→ Input data
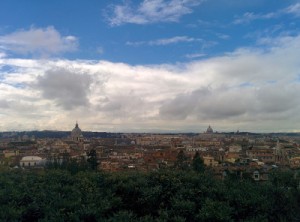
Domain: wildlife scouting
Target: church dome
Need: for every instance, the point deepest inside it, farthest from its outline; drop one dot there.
(209, 129)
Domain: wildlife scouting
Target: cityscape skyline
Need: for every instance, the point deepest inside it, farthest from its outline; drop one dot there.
(150, 65)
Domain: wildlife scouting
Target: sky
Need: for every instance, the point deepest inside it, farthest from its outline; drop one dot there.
(150, 65)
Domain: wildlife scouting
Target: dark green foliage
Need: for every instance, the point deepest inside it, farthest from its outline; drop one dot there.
(181, 161)
(166, 195)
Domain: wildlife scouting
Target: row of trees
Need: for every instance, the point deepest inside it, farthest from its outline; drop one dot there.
(163, 195)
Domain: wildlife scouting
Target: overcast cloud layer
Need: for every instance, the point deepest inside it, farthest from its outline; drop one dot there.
(150, 65)
(245, 89)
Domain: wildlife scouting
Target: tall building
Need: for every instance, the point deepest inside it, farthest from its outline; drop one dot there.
(76, 133)
(209, 130)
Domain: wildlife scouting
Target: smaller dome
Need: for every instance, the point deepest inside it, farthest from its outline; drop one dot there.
(209, 129)
(76, 132)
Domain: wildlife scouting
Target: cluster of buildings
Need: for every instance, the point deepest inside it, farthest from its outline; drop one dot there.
(225, 153)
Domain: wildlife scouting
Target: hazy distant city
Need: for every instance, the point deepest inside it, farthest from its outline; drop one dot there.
(254, 153)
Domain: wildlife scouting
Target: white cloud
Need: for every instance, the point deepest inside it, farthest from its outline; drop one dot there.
(293, 9)
(174, 40)
(195, 55)
(249, 89)
(166, 41)
(151, 11)
(44, 42)
(250, 16)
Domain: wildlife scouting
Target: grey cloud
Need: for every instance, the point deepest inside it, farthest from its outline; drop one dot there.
(151, 11)
(68, 89)
(4, 104)
(243, 103)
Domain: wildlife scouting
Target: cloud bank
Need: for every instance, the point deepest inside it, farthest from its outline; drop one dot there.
(248, 89)
(38, 41)
(150, 11)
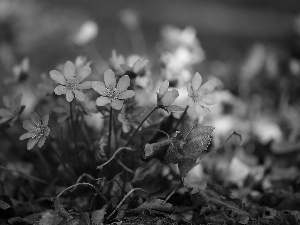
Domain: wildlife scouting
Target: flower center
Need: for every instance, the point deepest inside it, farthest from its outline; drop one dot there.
(72, 84)
(113, 94)
(38, 132)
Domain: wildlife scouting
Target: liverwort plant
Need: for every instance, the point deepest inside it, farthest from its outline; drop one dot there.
(71, 81)
(112, 93)
(12, 110)
(38, 130)
(201, 96)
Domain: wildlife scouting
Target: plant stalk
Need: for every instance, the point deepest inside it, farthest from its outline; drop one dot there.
(136, 130)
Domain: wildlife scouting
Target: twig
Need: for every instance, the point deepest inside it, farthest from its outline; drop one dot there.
(114, 155)
(158, 131)
(81, 177)
(109, 131)
(120, 204)
(72, 186)
(216, 149)
(125, 167)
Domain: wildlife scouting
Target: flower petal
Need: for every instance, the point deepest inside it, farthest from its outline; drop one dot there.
(79, 95)
(85, 85)
(209, 99)
(208, 87)
(163, 88)
(99, 87)
(6, 101)
(202, 111)
(35, 118)
(102, 101)
(26, 135)
(190, 102)
(60, 90)
(69, 96)
(110, 79)
(169, 97)
(83, 72)
(5, 113)
(123, 83)
(31, 143)
(69, 70)
(126, 94)
(57, 77)
(117, 105)
(28, 125)
(41, 142)
(196, 81)
(190, 90)
(174, 108)
(46, 131)
(45, 120)
(4, 120)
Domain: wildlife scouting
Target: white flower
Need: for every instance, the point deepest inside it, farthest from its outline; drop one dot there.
(201, 96)
(111, 92)
(71, 81)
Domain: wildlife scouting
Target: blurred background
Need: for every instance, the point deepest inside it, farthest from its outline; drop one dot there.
(252, 47)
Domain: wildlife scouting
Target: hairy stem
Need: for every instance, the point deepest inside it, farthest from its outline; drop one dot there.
(136, 130)
(74, 133)
(109, 131)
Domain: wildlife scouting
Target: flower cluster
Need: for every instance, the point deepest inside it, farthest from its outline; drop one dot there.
(71, 81)
(111, 92)
(37, 129)
(201, 96)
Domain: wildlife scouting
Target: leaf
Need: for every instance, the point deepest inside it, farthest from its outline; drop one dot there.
(98, 215)
(154, 204)
(186, 151)
(155, 148)
(50, 218)
(185, 165)
(6, 211)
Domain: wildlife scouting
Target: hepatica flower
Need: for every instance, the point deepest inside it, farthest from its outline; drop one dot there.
(71, 81)
(130, 116)
(12, 109)
(166, 97)
(37, 129)
(112, 93)
(201, 96)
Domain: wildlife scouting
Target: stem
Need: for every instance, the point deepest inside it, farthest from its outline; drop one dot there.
(72, 186)
(180, 119)
(25, 175)
(173, 192)
(109, 132)
(120, 204)
(74, 133)
(61, 160)
(136, 130)
(114, 155)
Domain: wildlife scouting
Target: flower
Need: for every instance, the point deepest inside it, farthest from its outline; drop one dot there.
(113, 93)
(166, 97)
(130, 116)
(37, 129)
(13, 109)
(201, 96)
(87, 32)
(71, 81)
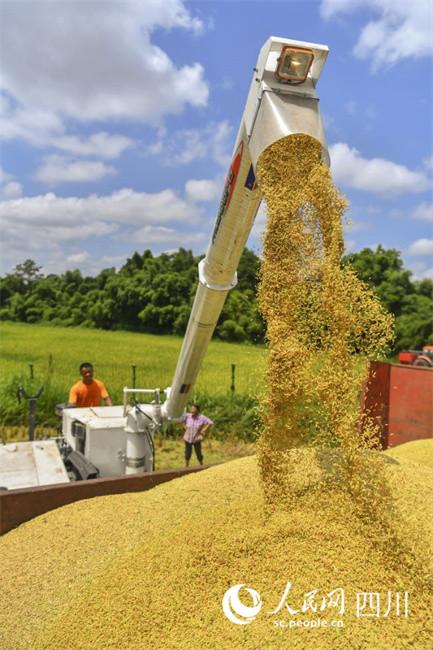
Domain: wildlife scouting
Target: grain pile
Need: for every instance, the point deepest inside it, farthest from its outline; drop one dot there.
(139, 571)
(419, 452)
(317, 508)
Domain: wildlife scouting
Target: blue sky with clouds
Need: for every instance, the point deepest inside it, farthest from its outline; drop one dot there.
(118, 119)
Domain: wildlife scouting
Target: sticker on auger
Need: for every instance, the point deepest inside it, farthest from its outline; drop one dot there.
(251, 183)
(229, 187)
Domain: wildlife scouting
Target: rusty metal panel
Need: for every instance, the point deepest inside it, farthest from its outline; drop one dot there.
(18, 506)
(410, 404)
(375, 397)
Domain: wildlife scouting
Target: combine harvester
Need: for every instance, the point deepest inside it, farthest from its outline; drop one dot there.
(113, 446)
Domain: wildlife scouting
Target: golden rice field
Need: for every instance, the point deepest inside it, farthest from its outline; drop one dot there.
(113, 354)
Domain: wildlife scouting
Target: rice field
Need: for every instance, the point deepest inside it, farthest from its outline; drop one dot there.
(59, 351)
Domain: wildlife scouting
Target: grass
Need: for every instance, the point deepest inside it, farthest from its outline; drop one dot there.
(113, 354)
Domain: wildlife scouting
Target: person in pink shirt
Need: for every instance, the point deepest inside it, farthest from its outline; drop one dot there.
(195, 425)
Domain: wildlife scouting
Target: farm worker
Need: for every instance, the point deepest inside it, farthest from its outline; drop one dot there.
(88, 391)
(195, 425)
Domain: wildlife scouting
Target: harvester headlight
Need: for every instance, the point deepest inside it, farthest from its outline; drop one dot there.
(294, 64)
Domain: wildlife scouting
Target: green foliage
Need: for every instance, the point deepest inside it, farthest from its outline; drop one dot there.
(155, 293)
(410, 302)
(148, 294)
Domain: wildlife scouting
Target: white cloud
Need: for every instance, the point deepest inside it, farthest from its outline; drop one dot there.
(402, 30)
(375, 175)
(57, 169)
(190, 145)
(122, 206)
(95, 61)
(11, 190)
(42, 128)
(47, 227)
(424, 211)
(101, 145)
(149, 235)
(428, 162)
(421, 247)
(203, 190)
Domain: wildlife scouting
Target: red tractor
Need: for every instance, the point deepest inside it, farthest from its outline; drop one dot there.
(422, 357)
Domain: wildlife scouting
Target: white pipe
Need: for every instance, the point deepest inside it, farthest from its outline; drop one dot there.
(273, 111)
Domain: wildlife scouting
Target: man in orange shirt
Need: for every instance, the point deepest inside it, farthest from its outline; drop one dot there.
(88, 391)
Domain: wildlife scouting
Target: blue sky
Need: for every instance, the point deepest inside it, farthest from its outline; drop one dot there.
(118, 120)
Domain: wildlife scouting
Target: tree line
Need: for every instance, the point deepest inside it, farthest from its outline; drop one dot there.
(155, 293)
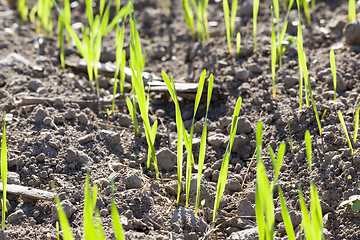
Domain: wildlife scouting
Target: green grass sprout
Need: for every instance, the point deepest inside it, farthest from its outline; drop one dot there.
(238, 44)
(225, 163)
(356, 124)
(352, 11)
(227, 23)
(264, 205)
(343, 125)
(290, 136)
(255, 13)
(306, 10)
(180, 132)
(203, 144)
(23, 10)
(273, 52)
(333, 70)
(3, 174)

→ Work to be completed
Among the records, find all lines that include the string "foliage" and return them.

→ Result below
Target: dark green foliage
Target: green foliage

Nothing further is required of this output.